* EXERCISE INSTRUCTIONS *
Reproduce all of the data below without alteration; exclude every picture.

───── DATA FOR THIS EXERCISE

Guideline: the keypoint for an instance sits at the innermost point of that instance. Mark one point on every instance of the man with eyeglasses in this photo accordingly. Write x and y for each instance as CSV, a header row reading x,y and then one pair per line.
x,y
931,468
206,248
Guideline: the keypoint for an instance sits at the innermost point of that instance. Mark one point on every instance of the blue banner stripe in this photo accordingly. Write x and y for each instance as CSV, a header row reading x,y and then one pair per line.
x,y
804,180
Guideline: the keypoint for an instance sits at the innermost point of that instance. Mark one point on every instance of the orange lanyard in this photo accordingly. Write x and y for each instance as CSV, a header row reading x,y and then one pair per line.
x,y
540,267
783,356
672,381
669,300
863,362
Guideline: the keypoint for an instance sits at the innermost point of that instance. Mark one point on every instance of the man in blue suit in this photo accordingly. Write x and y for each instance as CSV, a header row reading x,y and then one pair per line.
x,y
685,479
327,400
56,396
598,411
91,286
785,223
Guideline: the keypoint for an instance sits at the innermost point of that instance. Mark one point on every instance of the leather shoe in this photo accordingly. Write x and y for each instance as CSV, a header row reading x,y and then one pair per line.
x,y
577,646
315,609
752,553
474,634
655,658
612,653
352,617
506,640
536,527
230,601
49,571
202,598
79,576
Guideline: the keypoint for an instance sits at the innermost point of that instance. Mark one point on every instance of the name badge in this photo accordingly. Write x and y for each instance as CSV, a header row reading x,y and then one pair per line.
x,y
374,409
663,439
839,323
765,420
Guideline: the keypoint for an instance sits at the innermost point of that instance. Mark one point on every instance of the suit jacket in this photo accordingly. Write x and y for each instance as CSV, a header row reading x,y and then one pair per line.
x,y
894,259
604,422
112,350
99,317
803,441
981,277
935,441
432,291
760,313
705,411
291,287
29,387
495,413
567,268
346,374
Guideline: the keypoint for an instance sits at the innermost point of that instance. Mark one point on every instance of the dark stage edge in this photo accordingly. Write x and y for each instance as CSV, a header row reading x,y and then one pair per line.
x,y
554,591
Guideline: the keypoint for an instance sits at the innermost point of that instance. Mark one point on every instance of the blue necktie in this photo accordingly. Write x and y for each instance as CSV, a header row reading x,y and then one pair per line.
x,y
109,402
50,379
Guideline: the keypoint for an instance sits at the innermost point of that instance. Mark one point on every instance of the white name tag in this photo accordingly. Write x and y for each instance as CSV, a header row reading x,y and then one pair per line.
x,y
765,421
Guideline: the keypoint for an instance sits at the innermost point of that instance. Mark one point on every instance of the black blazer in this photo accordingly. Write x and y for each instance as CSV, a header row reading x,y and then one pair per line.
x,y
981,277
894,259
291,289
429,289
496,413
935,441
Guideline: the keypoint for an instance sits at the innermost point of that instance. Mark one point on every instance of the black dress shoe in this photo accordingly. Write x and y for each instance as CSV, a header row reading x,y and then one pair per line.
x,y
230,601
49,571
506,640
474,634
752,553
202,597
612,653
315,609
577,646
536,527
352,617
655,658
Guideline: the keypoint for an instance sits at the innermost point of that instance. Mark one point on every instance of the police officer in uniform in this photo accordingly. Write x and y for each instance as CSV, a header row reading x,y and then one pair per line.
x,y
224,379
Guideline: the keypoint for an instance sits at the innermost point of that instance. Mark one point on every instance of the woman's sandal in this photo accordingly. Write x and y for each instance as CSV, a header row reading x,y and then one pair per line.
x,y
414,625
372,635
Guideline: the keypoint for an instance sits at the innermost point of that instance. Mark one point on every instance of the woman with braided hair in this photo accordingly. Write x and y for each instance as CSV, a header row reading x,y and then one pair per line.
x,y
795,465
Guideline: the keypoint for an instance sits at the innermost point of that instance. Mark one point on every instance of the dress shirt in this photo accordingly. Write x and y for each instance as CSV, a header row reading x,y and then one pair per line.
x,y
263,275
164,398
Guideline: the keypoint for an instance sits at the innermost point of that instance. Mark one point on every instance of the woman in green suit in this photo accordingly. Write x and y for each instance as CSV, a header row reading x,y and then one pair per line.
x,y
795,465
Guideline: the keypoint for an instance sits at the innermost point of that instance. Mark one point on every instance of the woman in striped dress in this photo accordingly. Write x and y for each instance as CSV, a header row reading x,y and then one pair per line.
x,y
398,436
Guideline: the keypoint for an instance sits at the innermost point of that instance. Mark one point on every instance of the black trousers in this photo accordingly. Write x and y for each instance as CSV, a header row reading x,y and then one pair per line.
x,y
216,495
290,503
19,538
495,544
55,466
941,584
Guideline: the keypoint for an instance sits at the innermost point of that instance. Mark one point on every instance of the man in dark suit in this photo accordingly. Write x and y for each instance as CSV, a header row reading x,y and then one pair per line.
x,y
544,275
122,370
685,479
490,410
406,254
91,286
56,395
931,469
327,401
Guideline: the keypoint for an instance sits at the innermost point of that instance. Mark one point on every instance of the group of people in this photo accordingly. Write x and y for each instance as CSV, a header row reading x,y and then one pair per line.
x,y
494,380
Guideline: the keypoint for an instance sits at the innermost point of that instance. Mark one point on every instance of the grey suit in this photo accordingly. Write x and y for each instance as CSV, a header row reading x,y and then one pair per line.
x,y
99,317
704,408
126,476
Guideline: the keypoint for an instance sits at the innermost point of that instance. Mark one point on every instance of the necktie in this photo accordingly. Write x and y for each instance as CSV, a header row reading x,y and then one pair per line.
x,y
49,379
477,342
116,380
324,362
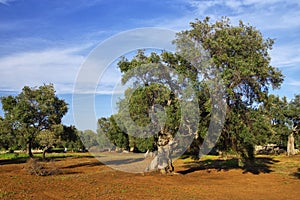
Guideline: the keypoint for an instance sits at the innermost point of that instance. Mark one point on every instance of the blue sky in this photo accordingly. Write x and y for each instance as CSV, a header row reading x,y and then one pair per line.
x,y
47,41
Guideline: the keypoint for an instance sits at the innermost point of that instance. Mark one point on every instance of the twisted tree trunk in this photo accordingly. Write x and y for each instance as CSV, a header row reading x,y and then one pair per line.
x,y
290,145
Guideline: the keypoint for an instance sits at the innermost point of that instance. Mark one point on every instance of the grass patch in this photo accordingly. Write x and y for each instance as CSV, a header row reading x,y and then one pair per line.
x,y
11,156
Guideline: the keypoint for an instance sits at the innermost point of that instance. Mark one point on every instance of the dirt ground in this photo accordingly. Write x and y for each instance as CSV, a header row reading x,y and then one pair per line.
x,y
87,178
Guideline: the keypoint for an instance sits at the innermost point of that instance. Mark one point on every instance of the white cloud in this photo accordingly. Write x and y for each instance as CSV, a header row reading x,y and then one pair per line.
x,y
58,66
6,2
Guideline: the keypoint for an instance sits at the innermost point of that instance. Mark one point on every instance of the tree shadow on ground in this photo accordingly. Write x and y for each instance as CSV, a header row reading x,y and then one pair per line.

──────────

* THE COMPLETED TASK *
Guideline: the keypoint for an instance sits at the innermost point of that instance. Mark one point on every instance of the man with eyeglasses in this photo accordingly. Write x and y for each instance as CSV, a header row reading x,y and then one pair per line.
x,y
931,468
206,248
Guideline: the keypoint for an instance sits at the innermost point of that instance. Mark one point on every instance of the blue banner stripe in this photo accordingly. Write x and y for each instance as CSV, a header row reading x,y and then one pair per line.
x,y
804,180
Guideline: the keypoint for an instance sits at the innermost point of that instance. Mark one point on every instance of the orange lanyard in this photo accordingly. Write x and y for each instance as CSV, a header row reading x,y and then one pair per line.
x,y
540,267
783,356
672,381
669,300
863,362
Guideline: the keypoint for an instance sits at the innermost point of that instance. Mark one point on every instance of the man in blue suit in this photo accordingly. Write x and y for each instance as CSV, a header row reading x,y and then one pair per line.
x,y
685,479
327,400
56,396
598,411
91,286
785,223
Guideline: the keypoint for an instance sits at the innermost point of that instance. Mark one point on every instance of the leather shoe in this photo accordingly. Write x and y for each instance as CSV, a header row reading x,y and then one pair per line.
x,y
577,646
315,609
752,553
474,634
655,658
612,653
352,617
506,640
536,527
230,601
49,571
202,598
79,576
Guideline: the keypoint for an instance sits at the innermost point of that instance. Mark one point on every instance of the name badge in this photo accordingly. Write x and y for each instance as CSV, a header row reading x,y and then one pair per line.
x,y
374,409
663,439
839,323
765,420
Guideline: the keypoint for an instance sits at the innermost point of that instance. Mark one point on every instance of the suit jacket in this photo accordingly. Write x and y for each instance as CSV, a header row reading x,y and then one pair per line.
x,y
894,259
604,422
112,350
99,317
803,441
981,277
935,441
432,291
760,313
705,411
291,287
29,387
495,413
567,268
346,374
Guideline: the keypoint for an instance sits at the innermost point of that instance. Mark one point on every instance of the dark stage edge in this photo accordingly. Write x and y for each instance as CSV, a header row reading x,y and then one pair per line.
x,y
554,591
Guideline: the keypoint for an instance sits at the innermost point of that instance. Mark one point on every instance of the blue necktie in this photo accordingly. Write x and y for each instance as CSV, a header row reading x,y and then one pair per line.
x,y
109,402
50,379
Guideline: the keypoint for an instance sits at the innermost point of that instance. Mark one point on every instance of the white name tag in this photo accordingly. Write x and y for each instance as CSV, a header row reading x,y and then one pair per line.
x,y
765,421
Guideline: the keypoint for an instance sits at the innermost point of that instance. Mark one point on every instance of the black blazer in this photo accordingly. Write x and y for each instance as CSV, a header row reading x,y and then one pair per line.
x,y
981,277
894,259
291,289
429,289
496,413
935,441
Guideline: the keypoint for an instance sits at the innermost point of that instance. Mark one point on every instance of the black dress shoe in this photo accordingly. Write x and y for each instance as CSV, a header row reading x,y and then one pair per line.
x,y
230,601
49,571
506,640
474,634
752,553
202,597
612,653
315,609
577,646
536,527
352,617
655,658
Guideline: the keypoint for an instance sits at the innermost point of that instance. Mark one point on every instance of the police officer in uniform in this photo accordingly. Write x and y for each instance as CSV, a header row reading x,y and then one pair per line.
x,y
224,379
Guideline: the keypoint for an instance sits at the innermost point of that instance. Mark one point on every instance of the woman's sandal in this photo accordingly. Write x and y for each instance as CSV, a header row reading x,y and then one pair per line.
x,y
414,625
372,635
Guideline: the keypoint for an instance sits at the innermost point of that instance. Mark one point on every instance of the woman with braided hair in this photo accordingly. Write x and y for each instance as CSV, a header row reading x,y and then one pair per line.
x,y
795,465
Guideline: the keypoint for an instance sits at the innermost point of that instance. Mark one point on every instance of the dress shirt in this photo accordingly. Write x and y for each instance as CSV, a header row reading x,y and then one pair per line.
x,y
263,275
164,398
Guideline: the keypoint for an instance sits at the innermost point of that instance. Mark one point on every instance of the woman in green suit in this photo accordingly. Write x and y for each instance as CSV, a header row reading x,y and then one pair per line.
x,y
795,465
Guideline: the keypoint for an instance sits at the innermost point of that instance. Mark one point on every instance of the woman in striped dress in this photo accordingly. Write x and y for each instance as CSV, a header row reading x,y and then one pair per line.
x,y
398,436
Guideline: the keypoint for an instance sits at the innermost point of that instance. Mark one point on every instance of the black trousers in this photo accordingly. Write x and y for each instance as CSV, a header row reading x,y and then one pair per line.
x,y
216,495
290,503
19,538
495,544
55,466
941,584
Guideline: the keypoint for an instance sits at the innermost point of that instance. Mark one point on every instance of the man in dark suit in this photo accordingly. Write x and y for each instance as CSV, a header row reading x,y and then one pair per line.
x,y
544,275
122,370
685,479
490,410
406,254
91,286
56,395
931,469
327,401
Guideline: the keypoint for an instance sits at the innermost point of that instance. Mark one point on every instance of the group of people in this photo accordingly. Write x and y for each instance as CSV, a header row reading x,y and then one pair per line.
x,y
494,380
Guideline: the keypoint for an instance sits at the innermost point of that instance. Mark one point on every instance of the grey suit in this photo accordingly. Write x and y for each instance as CSV, a header row reading x,y and then one pair per line.
x,y
99,317
704,408
126,476
Guideline: the keypoint for an instance sits at the innermost point of that instance. Mark one point on every instance of the necktie in this photo accordingly. Write x and y for each instance as CSV, a header row reading x,y and then one pair per line.
x,y
49,379
477,342
116,380
324,362
Guideline: the keypoint for an instance sits at the innermost point of that instance. Mark one point on every instance of the blue sky in this photo accordingly. Write x and y for each instance as CSV, a header row reading x,y and then one pair per line.
x,y
47,41
Guideline: the keypoint for an instance sits at the innermost point of that instance. Mark one point on every instance of the twisted tree trunk in this photo accordingly. Write x and y for each instance as CSV, a header row reading x,y and then one pair per line.
x,y
290,145
Guideline: the keypoint for an instance sits at the innermost point of that instance. Mark one point on every instance of the grass patch in this photo accordingly. Write x and y for each instance as CSV, a header row reading x,y and then one pair per line.
x,y
11,156
Guideline: the keypoint for an instance sits at the innermost point of that instance. Mark one point on every instance of the dirt ground in this photo accordingly. Write x and y for each instance as CSV, a header row reading x,y and then one pair per line.
x,y
87,178
Guideline: the keypoint for an instance sits at the innermost point of that instance. Mark one point on every instance of the white cloud in this photo accordingly. Write x and y for each instance as CSV, a header row reading x,y and then one pair per line.
x,y
58,66
6,2
Guideline: the keypoint for an instance sits at the innermost point of that instance. Mark one point on every instance of the tree shadow on ground in this photo accordingly. Write x and y for each instance as CSV, a header row reading x,y and then one pair per line.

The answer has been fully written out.